(Assignment): Using the passage on how drugs affect the brain, explain in one to three sentences why a person who keeps using drugs needs larger amounts to feel the same effect.
Start of Passage for review
Do you remember the classic government public service advertisement that warned, “This is your brain on drugs!”, followed by an egg frying in a pan?

We now know a lot more about how drugs can affect the human brain, which helps us in better understanding addiction and getting people the treatment they need.

What have we learned about how a brain works when hooked?

Missed Messages and Drugs

Your brain is filled with neurons that communicate with each other by sending neurotransmitters (message) via synapses to receptors. These messages tell neurons and, in turn, our brains to let our lungs know to breath in and out, as well as how to do complex math.

What drugs do when introduced into the brain is to trick neuron receptors into believing the drugs are neurotransmitters. This means that instead of the egg frying in the pan, the metaphor should really be mis-delivered mail. The neurons are actually getting the wrong messages.

Activation of the Pleasure Center

Another way drugs affect the human brain is by activating the pleasure centers of the brain. These include:

  • The Frontal Cortex
  • Ventral Tegmental Area
  • Nucleus Accumbens
  • Cerebral Cortex
  • Hippocampus

When you feel pleasure, the neurotransmitter dopamine is released. This can happen when you eat a meal, enjoying a move, and of course, having sex.

If drugs are introduced into the brain the levels of dopamine can greatly increase. Through understanding addiction, we know that these increased dopamine levels create that euphoric feeling that drug users crave and seek to obtain.

Addiction and Extensive Use

As you continue to use drugs, the brain becomes accustomed to the spike in dopamine created by the substances. Therefore, it takes greater quantities of drugs in order to experience the same sensations as first experienced. The problem is that if you take too much of a drug it can cause serious brain damage or even death.

The Consequences of Drugs and Long-Term Use

From understanding addiction better, we know that drug abusers often report that they feel the need to take drugs in order to feel “normal.” This could be because long-term drug use can lower dopamine levels in the brain in general.

That means that even when an addict is not using, it is harder to feel pleasure in things that once brought them joy. They end up feeling depressed instead.

Also, neurons can die-off completely with extensive drug use. Brain scans show in vivid color the difference in dopamine levels in a healthy brain versus a drug user’s brain.

Recovery and Cravings

Drugs can chemically change the composition of the brain, affecting the reward centers and dopamine release. This makes it very hard for the user not to want the drugs when trying to quit. Cravings occur because the brain learned that it wants the drugs and activates those reward centers.

Also, the brain learned cues that are associated with drug use. When these cues arise, that’s when the cravings occur.

Situations that cue drug use include, for example:

  • Being at a party with friends
  • Experiencing a stressful situation
  • Seeing drug use in a movie or TV show

Why Relapse Happens

Understanding addiction helps us to better treat people who are in recovery, and also when they relapse. According to Harvard Medical School between 40-60% of people relapse when in recovery. However, they also note that the numbers are similar for those who don’t have an addiction but see a return of symptoms for other chronic illnesses.

Science has helped greatly with better understanding addiction and how it affects us on the cellular level. We can use this knowledge to treat people who struggle with addiction more effectively, as well as develop solutions for addiction as a society.
End of Passage for review
Start of Source information
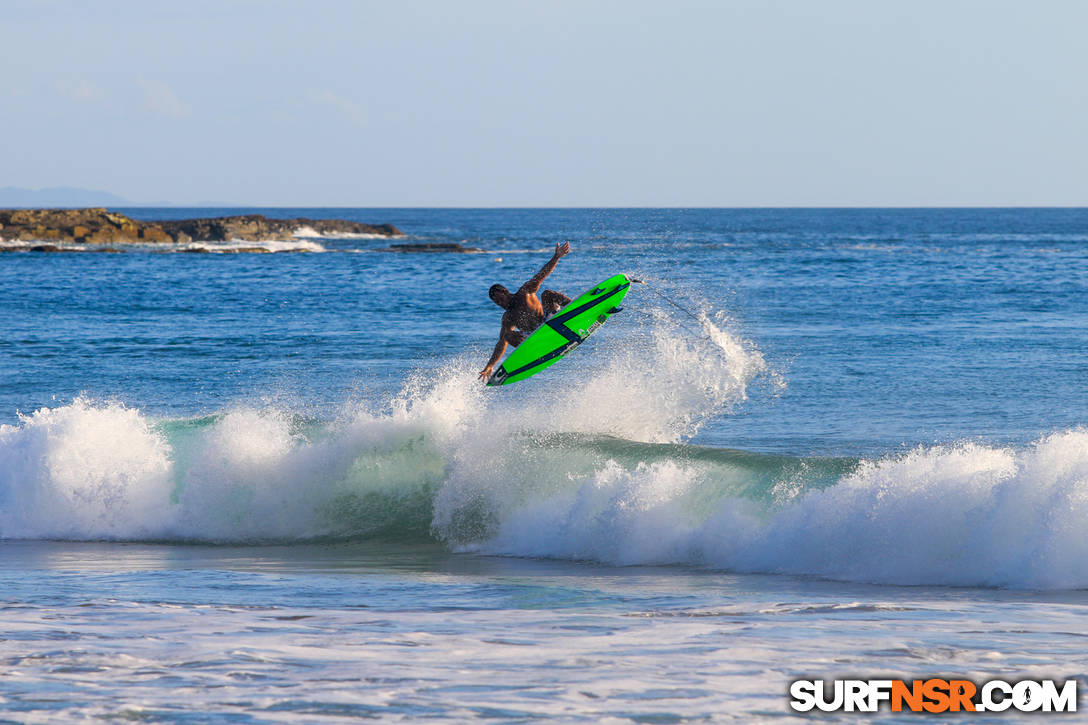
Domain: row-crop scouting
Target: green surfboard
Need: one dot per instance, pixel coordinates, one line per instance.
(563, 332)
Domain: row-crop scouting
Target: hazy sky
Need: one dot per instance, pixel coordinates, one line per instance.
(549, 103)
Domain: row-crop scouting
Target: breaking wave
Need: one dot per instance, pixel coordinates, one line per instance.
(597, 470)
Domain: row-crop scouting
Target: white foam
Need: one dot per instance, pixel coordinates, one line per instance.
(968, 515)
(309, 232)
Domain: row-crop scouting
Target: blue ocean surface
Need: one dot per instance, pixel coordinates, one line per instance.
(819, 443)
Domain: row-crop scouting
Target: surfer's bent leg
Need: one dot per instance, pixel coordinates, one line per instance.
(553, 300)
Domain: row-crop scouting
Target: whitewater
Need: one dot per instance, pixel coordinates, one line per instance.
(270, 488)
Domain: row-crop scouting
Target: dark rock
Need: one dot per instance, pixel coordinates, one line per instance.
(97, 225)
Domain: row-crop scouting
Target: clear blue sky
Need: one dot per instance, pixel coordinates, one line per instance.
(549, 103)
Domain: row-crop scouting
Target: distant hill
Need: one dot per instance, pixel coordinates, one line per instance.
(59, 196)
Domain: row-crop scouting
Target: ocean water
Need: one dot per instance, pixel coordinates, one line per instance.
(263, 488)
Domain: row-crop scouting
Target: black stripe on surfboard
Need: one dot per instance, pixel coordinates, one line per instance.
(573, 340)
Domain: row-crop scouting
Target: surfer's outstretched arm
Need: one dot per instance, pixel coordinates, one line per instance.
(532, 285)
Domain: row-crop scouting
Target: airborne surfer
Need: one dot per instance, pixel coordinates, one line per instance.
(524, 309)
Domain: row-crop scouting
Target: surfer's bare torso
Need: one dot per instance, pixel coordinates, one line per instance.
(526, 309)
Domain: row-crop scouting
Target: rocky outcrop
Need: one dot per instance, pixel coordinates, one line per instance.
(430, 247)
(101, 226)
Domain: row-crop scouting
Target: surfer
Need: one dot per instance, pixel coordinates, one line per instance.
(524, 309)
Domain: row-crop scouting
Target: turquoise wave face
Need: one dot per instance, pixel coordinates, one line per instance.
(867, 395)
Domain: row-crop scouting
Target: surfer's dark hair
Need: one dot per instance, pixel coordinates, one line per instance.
End of Source information
(Completed task): With continued use, the brain becomes accustomed to the spike in dopamine that the substances create. As a result, it takes greater quantities of drugs to experience the same sensations as at first.